Return all of the lines below exactly as they are.

===== Record excerpts =====

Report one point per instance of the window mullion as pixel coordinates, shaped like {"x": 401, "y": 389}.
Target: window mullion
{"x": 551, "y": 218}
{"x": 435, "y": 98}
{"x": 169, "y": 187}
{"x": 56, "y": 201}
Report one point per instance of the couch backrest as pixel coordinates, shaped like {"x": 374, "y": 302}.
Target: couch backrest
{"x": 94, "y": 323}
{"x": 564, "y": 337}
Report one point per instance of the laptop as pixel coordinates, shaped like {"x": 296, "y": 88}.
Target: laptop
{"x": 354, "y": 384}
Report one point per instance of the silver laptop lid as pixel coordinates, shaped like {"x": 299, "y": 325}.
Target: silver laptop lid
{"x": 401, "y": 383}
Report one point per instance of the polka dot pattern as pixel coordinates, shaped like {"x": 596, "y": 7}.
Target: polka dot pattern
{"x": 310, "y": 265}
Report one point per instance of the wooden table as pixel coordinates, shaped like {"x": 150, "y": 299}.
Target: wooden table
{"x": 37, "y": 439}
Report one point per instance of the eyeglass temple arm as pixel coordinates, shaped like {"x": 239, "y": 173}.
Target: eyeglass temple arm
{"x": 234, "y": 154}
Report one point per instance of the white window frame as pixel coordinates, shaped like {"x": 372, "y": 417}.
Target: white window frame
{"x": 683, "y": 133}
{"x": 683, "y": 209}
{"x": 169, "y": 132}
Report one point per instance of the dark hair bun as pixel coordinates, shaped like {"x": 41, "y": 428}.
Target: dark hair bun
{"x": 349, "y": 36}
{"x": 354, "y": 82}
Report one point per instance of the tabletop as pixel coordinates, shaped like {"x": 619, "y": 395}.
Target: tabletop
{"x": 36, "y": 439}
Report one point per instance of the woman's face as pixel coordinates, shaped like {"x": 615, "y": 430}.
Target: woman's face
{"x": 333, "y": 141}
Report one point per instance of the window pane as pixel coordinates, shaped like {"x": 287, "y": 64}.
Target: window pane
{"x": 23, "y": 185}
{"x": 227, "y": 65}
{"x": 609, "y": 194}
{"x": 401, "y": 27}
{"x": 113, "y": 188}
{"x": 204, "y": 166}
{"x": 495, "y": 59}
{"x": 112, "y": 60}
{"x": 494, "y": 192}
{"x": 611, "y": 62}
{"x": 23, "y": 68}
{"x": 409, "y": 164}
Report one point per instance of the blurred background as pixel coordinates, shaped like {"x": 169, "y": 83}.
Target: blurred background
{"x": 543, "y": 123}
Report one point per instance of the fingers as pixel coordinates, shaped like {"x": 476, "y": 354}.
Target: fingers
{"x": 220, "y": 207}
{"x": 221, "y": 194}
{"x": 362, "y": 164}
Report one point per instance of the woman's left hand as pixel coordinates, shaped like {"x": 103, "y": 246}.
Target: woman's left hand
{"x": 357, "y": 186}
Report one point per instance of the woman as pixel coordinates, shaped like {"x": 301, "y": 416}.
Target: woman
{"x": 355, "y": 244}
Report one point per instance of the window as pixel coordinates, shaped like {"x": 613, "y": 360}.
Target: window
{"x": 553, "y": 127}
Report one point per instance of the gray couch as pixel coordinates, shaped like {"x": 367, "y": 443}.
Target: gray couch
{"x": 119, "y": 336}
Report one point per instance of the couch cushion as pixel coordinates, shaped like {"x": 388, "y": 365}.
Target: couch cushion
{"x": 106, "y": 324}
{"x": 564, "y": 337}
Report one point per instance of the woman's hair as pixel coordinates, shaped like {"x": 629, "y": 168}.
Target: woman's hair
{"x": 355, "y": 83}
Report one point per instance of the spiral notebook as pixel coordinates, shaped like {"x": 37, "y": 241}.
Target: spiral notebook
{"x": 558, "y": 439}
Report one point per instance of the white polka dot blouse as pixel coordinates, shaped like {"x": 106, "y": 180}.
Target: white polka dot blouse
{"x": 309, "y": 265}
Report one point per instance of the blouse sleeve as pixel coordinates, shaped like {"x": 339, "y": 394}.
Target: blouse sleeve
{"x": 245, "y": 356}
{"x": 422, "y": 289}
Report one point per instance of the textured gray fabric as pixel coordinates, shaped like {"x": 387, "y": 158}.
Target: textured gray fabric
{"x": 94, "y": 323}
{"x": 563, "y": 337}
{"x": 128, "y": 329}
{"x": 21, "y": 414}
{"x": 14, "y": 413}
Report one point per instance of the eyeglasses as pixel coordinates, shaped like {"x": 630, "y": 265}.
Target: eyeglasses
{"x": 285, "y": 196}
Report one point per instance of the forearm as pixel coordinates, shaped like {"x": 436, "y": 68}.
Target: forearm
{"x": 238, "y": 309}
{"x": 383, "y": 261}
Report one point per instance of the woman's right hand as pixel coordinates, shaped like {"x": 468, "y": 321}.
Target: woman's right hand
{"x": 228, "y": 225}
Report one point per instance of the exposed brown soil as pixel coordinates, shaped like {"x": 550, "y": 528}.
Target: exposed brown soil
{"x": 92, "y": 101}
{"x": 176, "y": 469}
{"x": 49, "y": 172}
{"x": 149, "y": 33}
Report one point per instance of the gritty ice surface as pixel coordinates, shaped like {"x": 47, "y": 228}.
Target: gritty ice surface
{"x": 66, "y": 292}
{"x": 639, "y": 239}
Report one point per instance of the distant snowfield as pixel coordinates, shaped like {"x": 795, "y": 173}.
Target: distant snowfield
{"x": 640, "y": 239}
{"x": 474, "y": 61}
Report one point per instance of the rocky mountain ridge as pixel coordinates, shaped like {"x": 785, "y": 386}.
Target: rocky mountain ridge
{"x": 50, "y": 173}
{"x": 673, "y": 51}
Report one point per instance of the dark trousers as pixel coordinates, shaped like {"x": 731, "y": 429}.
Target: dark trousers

=====

**Expected answer**
Report one point per instance of the window mullion as pixel coordinates, shaped like {"x": 401, "y": 389}.
Target: window mullion
{"x": 551, "y": 218}
{"x": 435, "y": 98}
{"x": 169, "y": 187}
{"x": 56, "y": 201}
Report one point per instance of the couch backrest as pixel coordinates, shaped like {"x": 374, "y": 302}.
Target: couch backrest
{"x": 94, "y": 323}
{"x": 564, "y": 337}
Report one point per instance of the laptop as pixel coordinates, shaped like {"x": 296, "y": 88}.
Target: laptop
{"x": 354, "y": 384}
Report one point per instance of the silver laptop lid as pixel coordinates, shaped like {"x": 299, "y": 325}.
Target: silver laptop lid
{"x": 401, "y": 383}
Report one point per instance of the polka dot pattern as pixel coordinates, shaped like {"x": 596, "y": 7}.
Target: polka dot pattern
{"x": 310, "y": 265}
Report one point per instance of the wooden table as pixel coordinates, shaped like {"x": 150, "y": 299}.
Target: wooden table
{"x": 37, "y": 439}
Report one point per instance of the eyeglass temple arm as pixel coordinates, shaped like {"x": 239, "y": 173}.
Target: eyeglass temple arm
{"x": 234, "y": 154}
Report one point per instance of the white window frame as pixel coordinates, shaped like {"x": 372, "y": 417}.
Target: white window frame
{"x": 683, "y": 133}
{"x": 683, "y": 209}
{"x": 169, "y": 132}
Report one point per instance of the dark hair bun as pixel coordinates, shaped like {"x": 41, "y": 428}.
Target: dark hair bun
{"x": 349, "y": 36}
{"x": 354, "y": 82}
Report one point per instance of the tabletop as pixel coordinates, shaped like {"x": 619, "y": 395}.
Target: tabletop
{"x": 36, "y": 439}
Report one point per instance of the woman's face as pixel coordinates, shaped like {"x": 615, "y": 430}.
Target: woman's face
{"x": 333, "y": 141}
Report one point per instance of the window pane as pixel coordinates, shaped like {"x": 287, "y": 64}.
Target: window pane
{"x": 23, "y": 185}
{"x": 227, "y": 65}
{"x": 609, "y": 194}
{"x": 401, "y": 27}
{"x": 113, "y": 188}
{"x": 204, "y": 166}
{"x": 495, "y": 59}
{"x": 112, "y": 60}
{"x": 494, "y": 192}
{"x": 611, "y": 62}
{"x": 23, "y": 68}
{"x": 409, "y": 164}
Report one point per instance of the blurred background as pixel coordinates, shaped like {"x": 169, "y": 83}.
Target: blurred background
{"x": 543, "y": 123}
Report one point per instance of the fingers as pixel coordinates, shaped like {"x": 476, "y": 354}.
Target: fingers
{"x": 220, "y": 207}
{"x": 221, "y": 194}
{"x": 362, "y": 164}
Report one point per instance of the woman's left hand as pixel coordinates, shaped like {"x": 103, "y": 246}.
Target: woman's left hand
{"x": 357, "y": 186}
Report one point per instance of the woman as pixel coordinates, shaped like {"x": 301, "y": 416}.
Target: woman
{"x": 355, "y": 244}
Report one point per instance of the window as pixel coordinates, shaped like {"x": 613, "y": 360}.
Target: window
{"x": 553, "y": 127}
Report one point per instance of the gray couch as pixel coordinates, shaped like {"x": 367, "y": 443}.
Target: gray couch
{"x": 119, "y": 336}
Report one point per instance of the couch cushion as pixel coordinates, shaped like {"x": 388, "y": 365}.
Target: couch cushion
{"x": 106, "y": 324}
{"x": 564, "y": 337}
Report one point per instance of the woman's hair as pixel coordinates, shaped like {"x": 629, "y": 168}.
Target: woman's hair
{"x": 355, "y": 83}
Report one point per instance of the spiral notebook as pixel coordinates, shaped like {"x": 37, "y": 241}.
Target: spiral notebook
{"x": 558, "y": 439}
Report one point per instance of the white polka dot blouse as pixel coordinates, shaped like {"x": 106, "y": 180}.
Target: white polka dot blouse
{"x": 309, "y": 265}
Report one point per instance of the blouse sleeve as pixel coordinates, shaped like {"x": 339, "y": 394}.
Target: blouse sleeve
{"x": 245, "y": 356}
{"x": 422, "y": 289}
Report one point per instance of the textured gray fabric as pixel coordinates, shaped like {"x": 387, "y": 158}.
Target: textured gray fabric
{"x": 94, "y": 323}
{"x": 563, "y": 337}
{"x": 128, "y": 329}
{"x": 21, "y": 414}
{"x": 14, "y": 413}
Report one point per instance of the eyeglasses as pixel coordinates, shaped like {"x": 630, "y": 265}.
Target: eyeglasses
{"x": 285, "y": 196}
Report one point per instance of the forearm as pixel coordinates, shaped like {"x": 436, "y": 68}.
Target: forearm
{"x": 238, "y": 309}
{"x": 383, "y": 261}
Report one point per instance of the woman's right hand as pixel coordinates, shaped like {"x": 468, "y": 321}.
Target: woman's right hand
{"x": 228, "y": 225}
Report one point per instance of the exposed brown soil as pixel coordinates, shaped like {"x": 550, "y": 528}.
Target: exposed brown soil
{"x": 92, "y": 101}
{"x": 176, "y": 469}
{"x": 49, "y": 172}
{"x": 149, "y": 33}
Report one point per instance of the gritty ice surface as pixel coordinates, shaped like {"x": 47, "y": 228}.
Target: gritty ice surface
{"x": 66, "y": 292}
{"x": 639, "y": 239}
Report one point per instance of the distant snowfield as pixel coordinates, shaped like {"x": 795, "y": 173}.
Target: distant snowfield
{"x": 640, "y": 239}
{"x": 474, "y": 61}
Report one point per instance of the rocky mountain ridge as pixel coordinates, shaped like {"x": 785, "y": 386}.
Target: rocky mountain ridge
{"x": 50, "y": 173}
{"x": 673, "y": 51}
Report one point per instance of the dark trousers as pixel coordinates, shaped like {"x": 731, "y": 429}.
Target: dark trousers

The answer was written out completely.